Written task
Write out all of the rows below as a numbered list, and skip any blank lines.

Supplied data
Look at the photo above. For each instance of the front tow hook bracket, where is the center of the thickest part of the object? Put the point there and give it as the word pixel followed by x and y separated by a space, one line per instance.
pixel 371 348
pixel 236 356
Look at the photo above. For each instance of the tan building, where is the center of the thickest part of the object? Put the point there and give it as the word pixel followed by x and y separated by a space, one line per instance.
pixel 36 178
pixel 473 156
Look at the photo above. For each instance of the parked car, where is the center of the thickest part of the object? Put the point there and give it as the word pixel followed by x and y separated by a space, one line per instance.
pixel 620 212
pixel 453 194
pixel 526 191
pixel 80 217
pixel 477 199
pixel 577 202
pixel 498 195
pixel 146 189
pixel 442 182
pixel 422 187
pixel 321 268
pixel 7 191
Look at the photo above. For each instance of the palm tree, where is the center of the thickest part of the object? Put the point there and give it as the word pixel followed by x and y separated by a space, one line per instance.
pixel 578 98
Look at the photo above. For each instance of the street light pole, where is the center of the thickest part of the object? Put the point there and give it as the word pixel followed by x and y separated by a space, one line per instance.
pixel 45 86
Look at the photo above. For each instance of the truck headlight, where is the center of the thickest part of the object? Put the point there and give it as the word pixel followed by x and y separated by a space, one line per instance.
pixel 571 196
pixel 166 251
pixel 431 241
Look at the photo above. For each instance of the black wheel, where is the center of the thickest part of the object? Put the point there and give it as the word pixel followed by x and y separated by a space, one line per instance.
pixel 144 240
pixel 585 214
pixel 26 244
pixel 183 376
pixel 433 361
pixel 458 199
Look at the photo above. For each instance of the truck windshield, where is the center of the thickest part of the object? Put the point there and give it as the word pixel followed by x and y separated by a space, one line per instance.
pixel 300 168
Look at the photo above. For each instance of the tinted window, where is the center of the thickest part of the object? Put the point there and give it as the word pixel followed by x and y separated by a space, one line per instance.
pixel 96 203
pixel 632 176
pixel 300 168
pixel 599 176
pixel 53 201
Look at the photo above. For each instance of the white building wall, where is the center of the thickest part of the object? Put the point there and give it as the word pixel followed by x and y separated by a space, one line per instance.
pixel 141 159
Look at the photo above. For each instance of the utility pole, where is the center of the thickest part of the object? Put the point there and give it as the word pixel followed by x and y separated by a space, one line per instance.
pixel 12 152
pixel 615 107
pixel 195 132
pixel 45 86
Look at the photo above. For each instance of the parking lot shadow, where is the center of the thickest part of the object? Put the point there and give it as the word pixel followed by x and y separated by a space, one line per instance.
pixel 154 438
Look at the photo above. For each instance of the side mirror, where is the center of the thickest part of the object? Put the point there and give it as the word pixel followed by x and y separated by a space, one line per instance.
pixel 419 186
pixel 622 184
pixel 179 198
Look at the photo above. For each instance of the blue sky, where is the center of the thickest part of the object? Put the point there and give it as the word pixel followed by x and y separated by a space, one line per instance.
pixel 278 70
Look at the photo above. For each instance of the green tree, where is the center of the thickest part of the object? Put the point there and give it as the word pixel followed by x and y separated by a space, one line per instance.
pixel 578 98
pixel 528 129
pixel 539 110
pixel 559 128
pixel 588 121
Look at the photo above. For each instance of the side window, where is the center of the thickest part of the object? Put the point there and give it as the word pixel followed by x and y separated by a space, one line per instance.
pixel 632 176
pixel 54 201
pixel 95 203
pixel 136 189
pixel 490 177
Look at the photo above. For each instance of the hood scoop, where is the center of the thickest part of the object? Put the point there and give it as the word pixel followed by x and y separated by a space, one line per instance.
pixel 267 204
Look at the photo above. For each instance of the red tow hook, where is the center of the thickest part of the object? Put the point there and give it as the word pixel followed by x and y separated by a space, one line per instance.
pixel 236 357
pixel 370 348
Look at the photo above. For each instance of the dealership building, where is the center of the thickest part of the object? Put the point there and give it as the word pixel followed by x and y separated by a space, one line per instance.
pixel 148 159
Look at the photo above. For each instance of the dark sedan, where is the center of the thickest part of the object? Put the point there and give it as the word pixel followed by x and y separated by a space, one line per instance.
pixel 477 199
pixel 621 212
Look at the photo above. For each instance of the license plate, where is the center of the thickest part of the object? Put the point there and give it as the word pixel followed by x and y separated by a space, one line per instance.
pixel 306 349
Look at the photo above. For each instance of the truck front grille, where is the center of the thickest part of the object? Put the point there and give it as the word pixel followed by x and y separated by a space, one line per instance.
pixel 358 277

Written reply
1. Look at the photo above. For each instance of the front tow hook bracket, where is the center of the thickest part of the object? Put the point there and give it as the word pixel followed by x and y separated by a space, one line per instance.
2. pixel 371 348
3. pixel 236 356
4. Look at the photo above. For each instance of the tan building, where is the center of the thickest part of the object? Put the point there and give it as the word pixel followed by x and y separated by a space, one line per instance.
5. pixel 36 178
6. pixel 473 156
7. Look at the photo above. For each instance of the parked car, where is the center of the thickest part of the object? Put the point there and give it as the word pixel followed by x and y separated by a space, one line per instance.
8. pixel 620 212
9. pixel 453 194
10. pixel 526 191
11. pixel 80 217
12. pixel 477 199
13. pixel 577 202
14. pixel 498 195
15. pixel 146 189
16. pixel 442 182
17. pixel 422 187
18. pixel 321 268
19. pixel 7 191
20. Look at the photo above. For each instance of the palm tree, where is the center of the thickest part of the object? Put the point there and give it as the word pixel followed by x and y separated by a space, one line per instance.
21. pixel 578 98
22. Look at the photo above. For each instance of the street light pole, where is the center of the thickest part of the object? Put the point there and give it as the word pixel followed by x and y separated by a space, one line per instance.
23. pixel 45 86
24. Look at the photo above. For each instance of the truck headlight, where is the center of the thickest part of the object? Put the point there and give it as the word pixel followed by x and y separated by a space, one line per instance.
25. pixel 571 196
26. pixel 166 251
27. pixel 431 241
28. Look at the photo above. For each instance of the black wheel, where is the center of the thickest part of the object? Put the point there and give it as the word pixel followed by x and y separated by a space, one line per instance.
29. pixel 144 240
30. pixel 585 214
31. pixel 26 244
32. pixel 183 376
33. pixel 433 361
34. pixel 458 199
35. Look at the photo above. For each instance of the truck windshield, where is the center of the thickest part of the object? Put the point there and give it as the word pixel followed by x and y separated by a space, one line per instance.
36. pixel 300 168
37. Look at the photo above. For each instance of the tinted window, where is the center of the thickest part of the object? Put the point there and give it as the word pixel followed by x and y separated by a space, one line per instance.
38. pixel 96 203
39. pixel 632 176
40. pixel 300 168
41. pixel 599 176
42. pixel 53 201
43. Look at the photo above. For each instance of the white building wall, where is the center of the thickest part of the object? Put the point there and give it as the word pixel followed by x and y separated by a space, one line per instance.
44. pixel 141 159
45. Look at the photo above. For each instance of the utility pole, where is the center of the thickest part of the object? Put the point there and give it as the word pixel followed by x and y separated by a space, one line per instance.
46. pixel 12 152
47. pixel 615 107
48. pixel 195 132
49. pixel 45 86
50. Look at the photo above. For each instance of the parking lot shadow, where is the center of the thickest part of the object? Put the point there and give it as the word pixel followed by x and y separated by a space, one line per instance.
51. pixel 154 438
52. Look at the photo above. For each instance of the side mirror, where is the center of the thickest part of the object? Put the point there and give it as the word pixel followed by x and y separated by a space, one line per instance.
53. pixel 419 186
54. pixel 622 184
55. pixel 179 198
56. Look at the photo above. For each instance of the blue sky, where is the center of the thickest part of the object? Put the point there and give it as the word pixel followed by x and y separated by a space, one line per instance.
57. pixel 278 70
58. Look at the photo above. For each instance of the green tree, where is the center of the thickest part of the object? Put the point there and give it as the word pixel followed by x and y separated by a space, one line per instance.
59. pixel 578 98
60. pixel 528 129
61. pixel 539 110
62. pixel 559 128
63. pixel 588 121
64. Look at the photo above. For each instance of the side window, where is the center of the thickest part of the object? Put the point there and give it as the word pixel followed by x and y separated by a space, one line per instance.
65. pixel 632 176
66. pixel 54 201
67. pixel 95 203
68. pixel 136 189
69. pixel 490 177
70. Look at the photo above. For each instance of the hood scoop, where is the center of the thickest part of the object? Put the point there and give it as the word pixel followed by x and y separated by a space, one line per instance.
71. pixel 267 204
72. Look at the photo above. For each instance of the red tow hook, where is the center of the thickest part of the object? Put the point there and give it as the word pixel followed by x and y separated by a space, one line per instance.
73. pixel 236 357
74. pixel 370 348
75. Look at the photo above. For each instance of the dealership building, where is the center of the thickest part of the object? Put the point there and give it as the word pixel followed by x and y separated by a space, one line per instance.
76. pixel 148 159
77. Look at the photo above. For each instance of the dark sedan, where is the center of the thickest part of the object? Put the point there and give it as the word pixel followed by x and y separated by a space, one line per instance.
78. pixel 477 199
79. pixel 621 212
80. Look at the photo above. For each instance of the license plate, where is the center of the thickest part of the object? Put the point there and give it as the word pixel followed by x and y separated by a space, one line per instance.
81. pixel 306 349
82. Look at the photo above. For each instance of the truck front grille, where is the center of the thickest part of the object? Put the point there and give it as the word pixel followed by x and y separated by a space, one line per instance.
83. pixel 358 277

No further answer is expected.